選択テキスト:
··········

シングルマザーの働き方を明らかにするためには,労働に関する項目,例えば労働時間や休日,有給休暇,勤続年数,手当,賞与,昇進や転勤といった重要な事項に関する調査が必要である.シングルマザーを「働いても貧困」というのであれば,就業がなぜ貧困を解決しないのか,労働の実態や労働条件についてもう少し詳細なデータが必要である.そのため本書では当事者団体である公益社団法人札幌市母子寡婦福祉連合会(以下,札母連)の会員のアンケートおよび面接調査を行い,「調査結果報告」では明らかにならないシングルマザーの労働実態を明らかにする事とした.
本書の分析に利用したアンケートと面接調査の一覧は図表序─2 の通りである.多くは当事者団体である札母連の会員への調査となっている.これらは札母連の調査研修部にご協力頂いて行われたものであり,また,詳細なデータを得ることができたのは,配布回収において札母連の役員に協力を頂いたお陰である.これらの調査の結果は,私が研究論文として発表する以外にも,札母連の研修会での報告と議論,札幌市議への陳情といった機会にも利用されている.後で述べるコロナ禍に対するアンケートは「北海道新聞」にも取り上げられ,記事を見た企業や団体から札母連へ食品等の寄付が多数寄せられた.また,アンケートの公表がひとり親家庭への臨時給付金の支給に結びついたと考えてくれる会員もいる.これらの調査は,当事者団体と研究者が共同で行った調査として貴重なものであると考えている.

··········

課題 1:
選択テキストによると、本書でアンケートと面接調査の対象となったのは、どの当事者団体の会員ですか。
課題 2:
選択テキストの「本書の分析に利用したアンケー」から「重なものであると考えている.」までの部分について、「北海道新聞」を「地元紙」に差し替えて書いてください。

与えられた情報:
··········

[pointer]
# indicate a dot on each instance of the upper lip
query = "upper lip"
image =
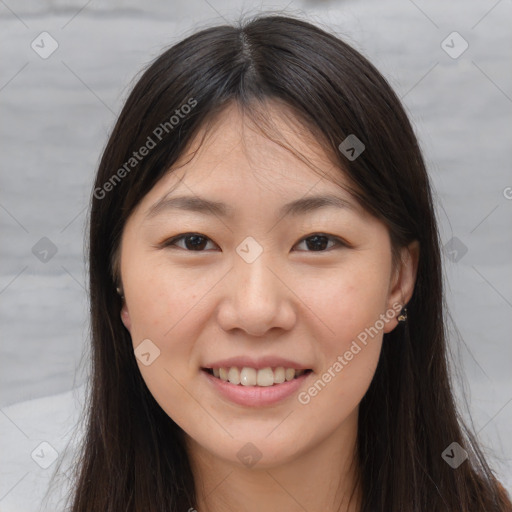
(257, 363)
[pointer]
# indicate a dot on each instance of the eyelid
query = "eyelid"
(339, 242)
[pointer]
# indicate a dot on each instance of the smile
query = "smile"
(263, 377)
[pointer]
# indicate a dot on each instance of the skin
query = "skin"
(293, 301)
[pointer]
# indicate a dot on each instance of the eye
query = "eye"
(192, 241)
(318, 242)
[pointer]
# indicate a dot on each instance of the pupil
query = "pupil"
(198, 242)
(320, 242)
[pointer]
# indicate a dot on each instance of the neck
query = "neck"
(320, 478)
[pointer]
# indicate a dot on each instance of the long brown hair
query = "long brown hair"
(133, 456)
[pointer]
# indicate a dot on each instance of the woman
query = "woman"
(266, 293)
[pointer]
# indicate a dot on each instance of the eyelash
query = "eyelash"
(171, 242)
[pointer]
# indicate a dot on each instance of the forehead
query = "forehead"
(269, 154)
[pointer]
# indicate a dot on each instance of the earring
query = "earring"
(402, 317)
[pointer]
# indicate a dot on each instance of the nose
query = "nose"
(256, 299)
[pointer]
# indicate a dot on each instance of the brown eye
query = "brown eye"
(192, 242)
(318, 242)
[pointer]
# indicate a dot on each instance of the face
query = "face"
(254, 287)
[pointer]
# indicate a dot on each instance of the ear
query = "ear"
(125, 317)
(403, 281)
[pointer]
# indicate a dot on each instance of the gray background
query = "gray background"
(56, 116)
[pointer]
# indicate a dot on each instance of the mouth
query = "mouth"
(252, 377)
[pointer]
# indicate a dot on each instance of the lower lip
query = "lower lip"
(256, 396)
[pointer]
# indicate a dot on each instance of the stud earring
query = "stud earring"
(402, 317)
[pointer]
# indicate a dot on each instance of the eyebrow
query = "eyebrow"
(197, 204)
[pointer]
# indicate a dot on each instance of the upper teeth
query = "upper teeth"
(253, 377)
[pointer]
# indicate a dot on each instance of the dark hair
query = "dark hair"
(133, 456)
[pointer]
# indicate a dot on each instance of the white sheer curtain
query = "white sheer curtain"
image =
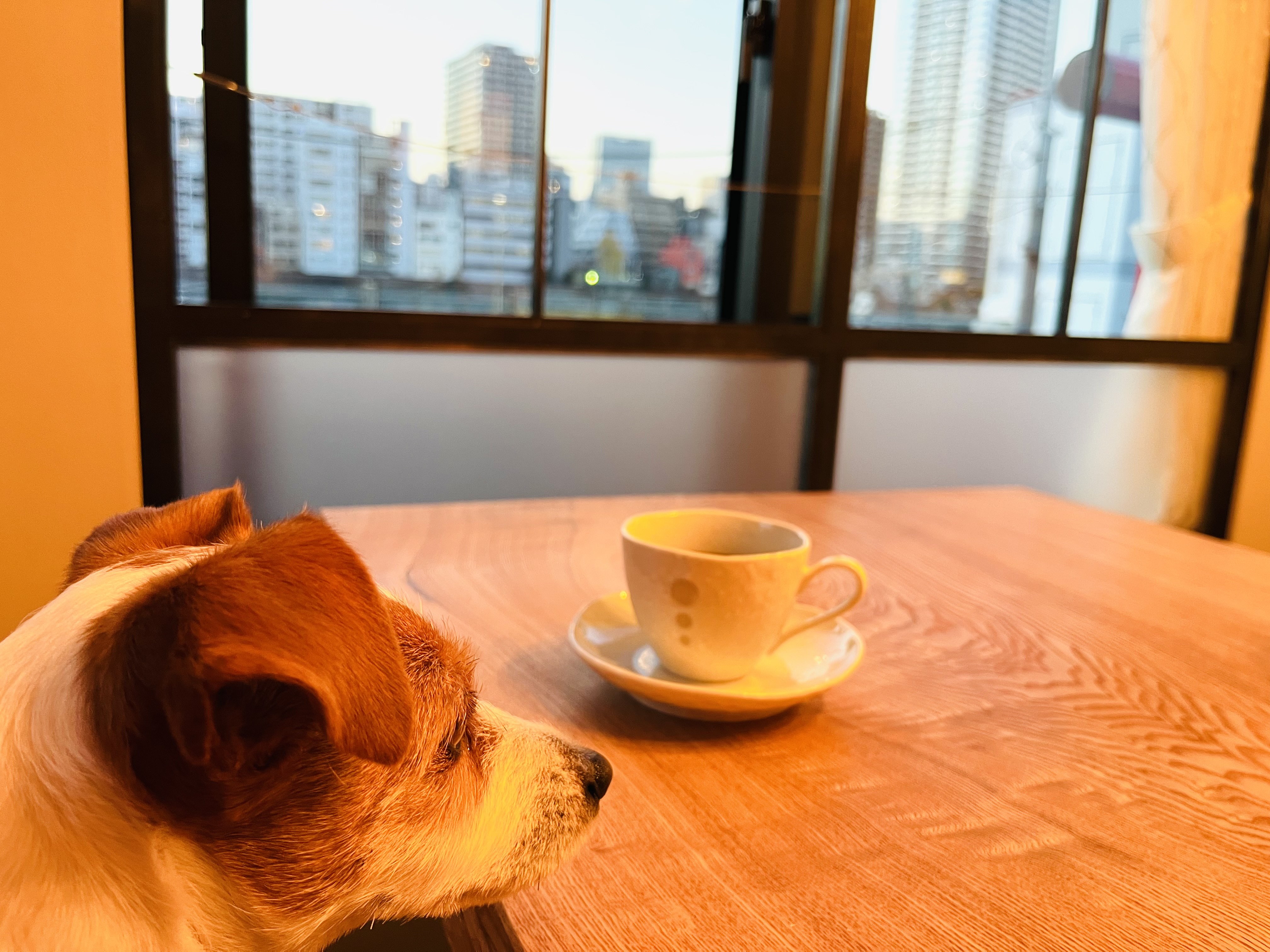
(1203, 78)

··········

解答 1:
公益社団法人札幌市母子寡婦福祉連合会（札母連）の会員です。

解答 2:
本書の分析に利用したアンケートと面接調査の一覧は図表序─2 の通りである.多くは当事者団体である札母連の会員への調査となっている.これらは札母連の調査研修部にご協力頂いて行われたものであり,また,詳細なデータを得ることができたのは,配布回収において札母連の役員に協力を頂いたお陰である.これらの調査の結果は,私が研究論文として発表する以外にも,札母連の研修会での報告と議論,札幌市議への陳情といった機会にも利用されている.後で述べるコロナ禍に対するアンケートは「地元紙」にも取り上げられ,記事を見た企業や団体から札母連へ食品等の寄付が多数寄せられた.また,アンケートの公表がひとり親家庭への臨時給付金の支給に結びついたと考えてくれる会員もいる.これらの調査は,当事者団体と研究者が共同で行った調査として貴重なものであると考えている.